> [WHAT THIS TASK INVOLVES]: Transcribe only the part of the listing below that begins at the line containing "Might I ask you to indicate the red" and runs to its final line, keeping both ends.

> [DATA SUPPLIED]:
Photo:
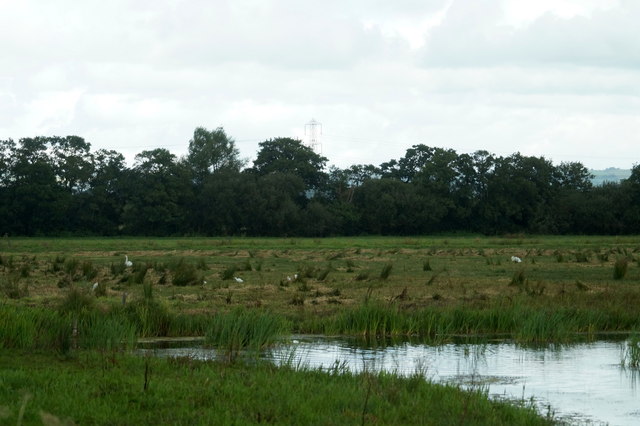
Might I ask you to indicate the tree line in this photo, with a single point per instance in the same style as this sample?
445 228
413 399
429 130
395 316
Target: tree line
60 186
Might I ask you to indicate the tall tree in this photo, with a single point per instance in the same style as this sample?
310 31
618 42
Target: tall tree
211 151
290 156
156 195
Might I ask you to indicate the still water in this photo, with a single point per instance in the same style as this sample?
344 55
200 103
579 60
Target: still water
579 383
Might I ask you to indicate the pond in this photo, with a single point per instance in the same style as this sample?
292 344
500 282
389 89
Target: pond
578 383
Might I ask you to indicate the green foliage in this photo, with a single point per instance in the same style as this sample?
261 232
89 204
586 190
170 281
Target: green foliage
183 391
242 330
631 353
76 301
426 265
185 274
620 268
12 287
228 272
386 271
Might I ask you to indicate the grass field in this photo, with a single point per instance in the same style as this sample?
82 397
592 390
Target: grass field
308 280
62 334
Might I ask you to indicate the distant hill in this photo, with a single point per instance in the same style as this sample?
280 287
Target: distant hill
612 174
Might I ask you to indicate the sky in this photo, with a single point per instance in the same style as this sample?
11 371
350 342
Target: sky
552 78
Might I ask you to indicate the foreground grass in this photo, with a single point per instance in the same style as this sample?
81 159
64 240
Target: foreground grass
98 388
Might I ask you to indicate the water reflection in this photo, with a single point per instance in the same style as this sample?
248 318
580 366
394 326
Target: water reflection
582 383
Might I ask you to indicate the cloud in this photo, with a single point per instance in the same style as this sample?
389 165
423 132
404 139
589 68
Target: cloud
474 34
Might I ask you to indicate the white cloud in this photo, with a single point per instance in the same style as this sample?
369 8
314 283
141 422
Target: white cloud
555 78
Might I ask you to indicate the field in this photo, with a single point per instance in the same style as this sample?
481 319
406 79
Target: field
242 293
312 281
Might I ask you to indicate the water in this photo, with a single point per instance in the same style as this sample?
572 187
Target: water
579 383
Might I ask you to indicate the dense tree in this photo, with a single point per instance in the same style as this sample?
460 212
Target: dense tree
58 185
290 156
158 186
211 151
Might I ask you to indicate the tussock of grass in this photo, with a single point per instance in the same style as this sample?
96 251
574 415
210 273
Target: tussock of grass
386 271
244 330
620 268
186 391
184 274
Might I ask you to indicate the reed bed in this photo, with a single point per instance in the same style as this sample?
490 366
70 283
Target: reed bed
244 330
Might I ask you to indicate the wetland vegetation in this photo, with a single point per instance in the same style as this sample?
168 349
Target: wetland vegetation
242 294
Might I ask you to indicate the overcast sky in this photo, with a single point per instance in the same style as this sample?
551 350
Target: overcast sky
559 78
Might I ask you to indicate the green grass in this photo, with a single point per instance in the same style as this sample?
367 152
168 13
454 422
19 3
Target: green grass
346 285
244 330
119 390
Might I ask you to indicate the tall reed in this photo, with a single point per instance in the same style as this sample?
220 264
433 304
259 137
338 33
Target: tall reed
244 330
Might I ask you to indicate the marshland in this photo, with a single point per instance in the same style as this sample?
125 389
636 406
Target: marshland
72 313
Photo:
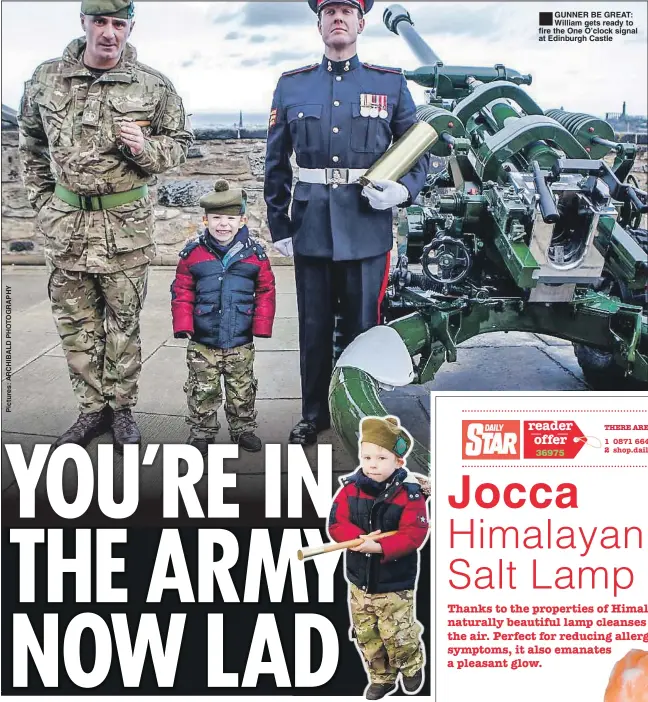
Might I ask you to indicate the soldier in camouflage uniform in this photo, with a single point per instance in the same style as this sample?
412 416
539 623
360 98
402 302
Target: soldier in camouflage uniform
383 496
223 296
95 126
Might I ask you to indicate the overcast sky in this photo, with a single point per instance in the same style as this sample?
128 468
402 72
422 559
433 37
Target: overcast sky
226 56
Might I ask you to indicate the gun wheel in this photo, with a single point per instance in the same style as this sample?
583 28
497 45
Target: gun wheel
599 368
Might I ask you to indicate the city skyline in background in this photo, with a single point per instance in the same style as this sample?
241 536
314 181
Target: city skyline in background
234 52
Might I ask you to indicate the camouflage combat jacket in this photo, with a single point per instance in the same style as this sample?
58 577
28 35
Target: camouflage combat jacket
69 123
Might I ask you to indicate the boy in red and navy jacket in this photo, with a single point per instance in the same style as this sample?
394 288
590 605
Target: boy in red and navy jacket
223 295
383 496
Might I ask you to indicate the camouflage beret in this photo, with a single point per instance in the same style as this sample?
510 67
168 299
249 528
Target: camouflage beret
123 9
386 432
224 200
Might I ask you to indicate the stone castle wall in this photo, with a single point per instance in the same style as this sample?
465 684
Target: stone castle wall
176 194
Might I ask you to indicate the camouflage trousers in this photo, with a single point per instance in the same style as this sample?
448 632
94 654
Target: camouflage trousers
97 318
204 395
387 633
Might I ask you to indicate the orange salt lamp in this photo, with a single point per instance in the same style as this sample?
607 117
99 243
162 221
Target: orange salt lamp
629 679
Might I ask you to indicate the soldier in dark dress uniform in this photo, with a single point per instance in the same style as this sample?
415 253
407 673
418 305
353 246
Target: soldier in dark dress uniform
338 116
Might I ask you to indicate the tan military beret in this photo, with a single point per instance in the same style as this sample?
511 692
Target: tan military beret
224 200
123 9
386 432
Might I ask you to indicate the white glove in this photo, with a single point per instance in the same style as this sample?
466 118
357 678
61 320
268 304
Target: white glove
392 194
284 246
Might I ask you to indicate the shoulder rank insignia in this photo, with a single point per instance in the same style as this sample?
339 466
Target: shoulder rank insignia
383 69
300 70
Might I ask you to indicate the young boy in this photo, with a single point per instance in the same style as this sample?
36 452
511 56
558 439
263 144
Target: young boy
223 295
383 496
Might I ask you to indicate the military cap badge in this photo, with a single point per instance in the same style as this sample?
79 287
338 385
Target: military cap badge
122 9
363 5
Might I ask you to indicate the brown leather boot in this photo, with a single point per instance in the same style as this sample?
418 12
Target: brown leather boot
377 691
86 427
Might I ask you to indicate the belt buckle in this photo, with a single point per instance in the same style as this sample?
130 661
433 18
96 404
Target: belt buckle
85 202
337 176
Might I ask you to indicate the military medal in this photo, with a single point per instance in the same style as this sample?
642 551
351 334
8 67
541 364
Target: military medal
365 104
382 104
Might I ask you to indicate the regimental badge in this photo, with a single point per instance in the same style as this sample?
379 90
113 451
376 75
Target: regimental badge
373 105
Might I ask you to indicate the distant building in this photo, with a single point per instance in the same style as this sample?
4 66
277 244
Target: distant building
623 123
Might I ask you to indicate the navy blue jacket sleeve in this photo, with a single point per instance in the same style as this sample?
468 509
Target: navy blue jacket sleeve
278 171
403 118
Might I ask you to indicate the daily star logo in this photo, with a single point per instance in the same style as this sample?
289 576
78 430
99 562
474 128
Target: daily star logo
486 440
557 439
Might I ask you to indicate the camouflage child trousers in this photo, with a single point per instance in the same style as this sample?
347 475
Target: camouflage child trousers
97 318
387 633
204 394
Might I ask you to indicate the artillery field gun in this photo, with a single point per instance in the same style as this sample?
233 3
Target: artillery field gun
522 226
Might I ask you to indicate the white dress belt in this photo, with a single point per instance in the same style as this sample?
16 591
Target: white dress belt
327 176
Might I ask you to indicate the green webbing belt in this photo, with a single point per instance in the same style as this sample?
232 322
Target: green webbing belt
100 202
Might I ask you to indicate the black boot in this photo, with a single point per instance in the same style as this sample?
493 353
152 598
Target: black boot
125 429
377 691
249 441
414 683
86 427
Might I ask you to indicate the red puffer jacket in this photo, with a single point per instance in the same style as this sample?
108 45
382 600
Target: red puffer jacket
223 300
400 507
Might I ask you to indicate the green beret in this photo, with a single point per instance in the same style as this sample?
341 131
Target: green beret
123 9
386 432
224 200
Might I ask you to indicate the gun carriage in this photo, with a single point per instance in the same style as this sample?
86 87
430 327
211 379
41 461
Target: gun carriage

> [TASK OUTPUT]:
Might I ask you to indicate the red puffer jacket in this photo, with a single point per instance in the same style as this sample?
108 45
382 600
Target: red puffer jacket
223 300
400 507
Might I ask you to indicate the green beret in this photo, with a single point per instance in the same style as this sample?
341 131
Target: green beret
123 9
386 432
224 200
Might I ask you to indicate the gun carriage in this photo, with a single point per instance in the same style as this sample?
86 87
430 327
211 379
41 461
Target: gun carriage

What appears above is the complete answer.